## PROBLEM DETAILS
All records shown below should be given again, character for character.

:: RECORDS FOR THIS EXERCISE

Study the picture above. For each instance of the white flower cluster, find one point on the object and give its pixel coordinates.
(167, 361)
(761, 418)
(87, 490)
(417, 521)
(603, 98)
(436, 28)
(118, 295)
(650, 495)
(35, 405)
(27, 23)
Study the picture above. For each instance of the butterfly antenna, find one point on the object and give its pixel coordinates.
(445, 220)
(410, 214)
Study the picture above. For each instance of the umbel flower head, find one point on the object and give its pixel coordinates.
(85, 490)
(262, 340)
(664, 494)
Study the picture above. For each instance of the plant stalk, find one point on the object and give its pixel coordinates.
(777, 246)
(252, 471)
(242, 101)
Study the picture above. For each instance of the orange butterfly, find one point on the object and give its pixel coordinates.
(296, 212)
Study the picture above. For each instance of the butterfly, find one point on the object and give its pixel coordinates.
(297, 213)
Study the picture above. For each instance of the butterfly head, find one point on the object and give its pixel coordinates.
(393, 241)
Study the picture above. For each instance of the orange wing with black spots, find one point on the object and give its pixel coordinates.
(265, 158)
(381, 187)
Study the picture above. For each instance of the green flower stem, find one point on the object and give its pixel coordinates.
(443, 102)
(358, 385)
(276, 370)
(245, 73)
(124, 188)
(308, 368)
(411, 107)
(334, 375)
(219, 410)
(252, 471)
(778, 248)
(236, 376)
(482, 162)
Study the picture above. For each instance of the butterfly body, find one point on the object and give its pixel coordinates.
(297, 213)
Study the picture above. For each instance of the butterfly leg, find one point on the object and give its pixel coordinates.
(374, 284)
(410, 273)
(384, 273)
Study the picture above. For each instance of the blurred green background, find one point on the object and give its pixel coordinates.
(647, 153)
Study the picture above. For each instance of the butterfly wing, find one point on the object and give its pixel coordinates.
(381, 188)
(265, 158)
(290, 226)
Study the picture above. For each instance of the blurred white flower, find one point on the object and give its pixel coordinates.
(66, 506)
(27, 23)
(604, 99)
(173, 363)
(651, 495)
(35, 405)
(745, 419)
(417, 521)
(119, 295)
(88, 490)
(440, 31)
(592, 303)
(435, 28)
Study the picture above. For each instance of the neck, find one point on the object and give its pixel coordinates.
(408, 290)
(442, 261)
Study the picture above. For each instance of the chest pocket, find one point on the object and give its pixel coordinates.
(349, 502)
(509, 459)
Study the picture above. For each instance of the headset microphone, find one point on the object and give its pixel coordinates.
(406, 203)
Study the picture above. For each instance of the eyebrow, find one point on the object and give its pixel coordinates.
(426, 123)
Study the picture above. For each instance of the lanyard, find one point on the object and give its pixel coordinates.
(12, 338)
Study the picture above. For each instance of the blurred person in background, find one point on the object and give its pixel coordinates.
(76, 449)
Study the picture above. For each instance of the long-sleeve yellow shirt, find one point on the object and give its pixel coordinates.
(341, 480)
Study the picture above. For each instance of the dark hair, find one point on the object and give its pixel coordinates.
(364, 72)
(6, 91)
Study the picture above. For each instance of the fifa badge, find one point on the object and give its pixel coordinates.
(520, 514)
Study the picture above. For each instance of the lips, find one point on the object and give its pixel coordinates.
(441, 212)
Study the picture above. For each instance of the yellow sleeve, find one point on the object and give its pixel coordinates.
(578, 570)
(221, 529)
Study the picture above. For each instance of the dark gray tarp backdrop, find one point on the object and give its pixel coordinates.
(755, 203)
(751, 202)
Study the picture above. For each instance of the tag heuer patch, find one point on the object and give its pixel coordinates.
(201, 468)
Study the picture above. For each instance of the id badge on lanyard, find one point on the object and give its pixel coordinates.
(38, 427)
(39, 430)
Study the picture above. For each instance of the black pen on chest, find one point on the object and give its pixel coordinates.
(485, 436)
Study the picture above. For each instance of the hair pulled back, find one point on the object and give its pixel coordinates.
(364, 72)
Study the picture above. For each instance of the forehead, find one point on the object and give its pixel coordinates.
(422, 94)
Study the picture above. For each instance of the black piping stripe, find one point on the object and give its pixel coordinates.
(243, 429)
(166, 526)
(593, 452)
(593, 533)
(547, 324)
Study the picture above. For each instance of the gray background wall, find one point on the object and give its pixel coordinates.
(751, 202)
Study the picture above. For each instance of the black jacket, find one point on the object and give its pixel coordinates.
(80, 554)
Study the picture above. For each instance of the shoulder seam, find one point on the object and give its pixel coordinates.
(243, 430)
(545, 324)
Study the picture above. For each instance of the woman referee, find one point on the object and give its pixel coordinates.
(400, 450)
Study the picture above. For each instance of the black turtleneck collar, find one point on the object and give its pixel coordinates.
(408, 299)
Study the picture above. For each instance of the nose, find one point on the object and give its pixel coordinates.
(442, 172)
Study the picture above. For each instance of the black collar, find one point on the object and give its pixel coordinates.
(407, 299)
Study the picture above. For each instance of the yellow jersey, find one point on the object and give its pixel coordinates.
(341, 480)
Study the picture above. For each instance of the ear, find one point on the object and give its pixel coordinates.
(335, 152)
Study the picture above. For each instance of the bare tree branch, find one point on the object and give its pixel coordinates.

::::

## PROBLEM SOLUTION
Study the picture above. For each instance of the white flower cluster, find one point on the object and give its pixel coordinates.
(167, 361)
(761, 418)
(87, 490)
(417, 521)
(603, 98)
(436, 28)
(118, 295)
(650, 495)
(35, 405)
(27, 23)
Study the picture above. For each instance of the butterfly antenna, find one point on the object and give its pixel coordinates.
(445, 220)
(410, 214)
Study the picture above. For each instance of the umbel flower head, find one point on the object and give its pixel coordinates.
(85, 490)
(262, 340)
(664, 494)
Study the picture above. For each instance of the plant stalk, find one point on the object and give its pixel coordinates.
(777, 246)
(252, 471)
(242, 101)
Study the picture above. For each instance of the orange butterfly, find one point on the object and give its pixel coordinates.
(296, 212)
Study the picture above. For each instance of the butterfly, find one point on the object and give its pixel coordinates.
(297, 213)
Study the picture above. For each instance of the butterfly head, find one point on the object and give its pixel coordinates.
(393, 241)
Study the picture above. For each instance of the orange wing with black spots, find one point on the object and give its pixel coordinates.
(265, 158)
(381, 187)
Study the picture above. For each instance of the green flower stem, find one point on the object and give its pixel coordinates.
(443, 102)
(358, 385)
(276, 370)
(245, 73)
(124, 188)
(308, 368)
(411, 107)
(334, 375)
(219, 410)
(252, 471)
(778, 248)
(236, 376)
(482, 162)
Study the picture above. For each instance of the butterfly body, find one point on the object and give its pixel coordinates.
(297, 213)
Study the picture above. For each instance of the butterfly leg, find one point on the object and give its pixel coordinates.
(374, 284)
(410, 273)
(384, 273)
Study the picture above. For each instance of the blurred green background, find one point on the object and give its pixel coordinates.
(647, 153)
Study the picture above. For each instance of the butterfly wing, find one point on the object and give its pixel coordinates.
(381, 188)
(265, 158)
(290, 226)
Study the picture above. For each instance of the blurred white flower, find one point on the object and give its pixel coordinates.
(66, 506)
(27, 23)
(604, 99)
(173, 363)
(651, 495)
(35, 405)
(745, 419)
(417, 521)
(119, 295)
(88, 490)
(440, 31)
(592, 303)
(435, 28)
Study the picture above. For each instance of the neck, find one point on the object and give its pixel coordinates.
(408, 290)
(442, 261)
Study the picture above. For each instance of the chest pocket, find one point on the object and give its pixel coordinates.
(349, 502)
(509, 459)
Study the picture above. For each instance of the headset microphone, find one point on the object and give its pixel coordinates.
(406, 203)
Study the picture above. For each instance of the eyebrow, find one point on the object and give its pixel coordinates.
(426, 123)
Study the picture above. For each instance of the lanyard, find one point on the object and give its pixel coordinates.
(12, 338)
Study the picture above. For each instance of the blurred person in background, find one point on the object and give its pixel coordinates.
(76, 449)
Study the picture above. For each instance of the long-sleeve yellow shirt, find one point on the object and give its pixel coordinates.
(341, 480)
Study the picture above. For each instance of the dark hair, find one point on the object and give its pixel coordinates.
(364, 72)
(6, 91)
Study the picture above. For each instance of the fifa badge, find one point on the object and give its pixel coordinates.
(520, 514)
Study the picture above. For each instance of the lips, find one point on the object and give its pixel coordinates.
(441, 212)
Study the picture above. For each instance of the yellow sleeve, find one point on the object and give its pixel coordinates.
(578, 570)
(221, 529)
Study the picture above. For each instance of the dark gray tarp backdrop, find one point on the object and give its pixel coordinates.
(755, 203)
(751, 202)
Study the picture above. For each instance of the tag heuer patch, find one point on the object and give its pixel coordinates.
(201, 468)
Study the picture above. For each instance of the id badge on lanyard, find one point on the object and give its pixel coordinates.
(38, 427)
(39, 430)
Study the picture above. For each instance of the black pen on chest, find one point on the object and give its pixel coordinates.
(485, 436)
Study the picture above. For each instance of the hair pulled back, find one point on the object and give its pixel coordinates.
(364, 72)
Study the picture above. For each instance of the forehead, find one point on the object and give its pixel coordinates.
(422, 94)
Study the picture above. For each instance of the black piping stripe, find one point on the object and give its pixel coordinates.
(243, 429)
(166, 526)
(593, 452)
(593, 533)
(547, 324)
Study the picture above. For each instance of the gray background wall, find one point on the object and give its pixel coordinates.
(751, 202)
Study the picture above. For each instance of the black jacket, find one point on the object and give its pixel coordinates.
(80, 554)
Study the picture above. For each instance of the shoulder seam, find one point on the object and give its pixel coordinates.
(243, 430)
(545, 324)
Study the picture above. For each instance of the woman referee, find one point on the object and give its pixel coordinates.
(400, 450)
Study the picture above. For each instance of the black turtleneck collar, find one point on the object and give its pixel coordinates.
(408, 299)
Study the picture above. For each instance of the nose, find one point on the object and give its pixel coordinates.
(442, 172)
Study the picture above. For each instance of the black collar, find one point on the object and give its pixel coordinates.
(407, 299)
Study the picture above. For each instance of the yellow jersey, find one point on the object and give its pixel coordinates.
(341, 480)
Study the picture above. For each instance of the ear, find one point on the object and give its pixel coordinates.
(335, 152)
Study the picture above. For each instance of the bare tree branch, find one point on the object and give its pixel coordinates.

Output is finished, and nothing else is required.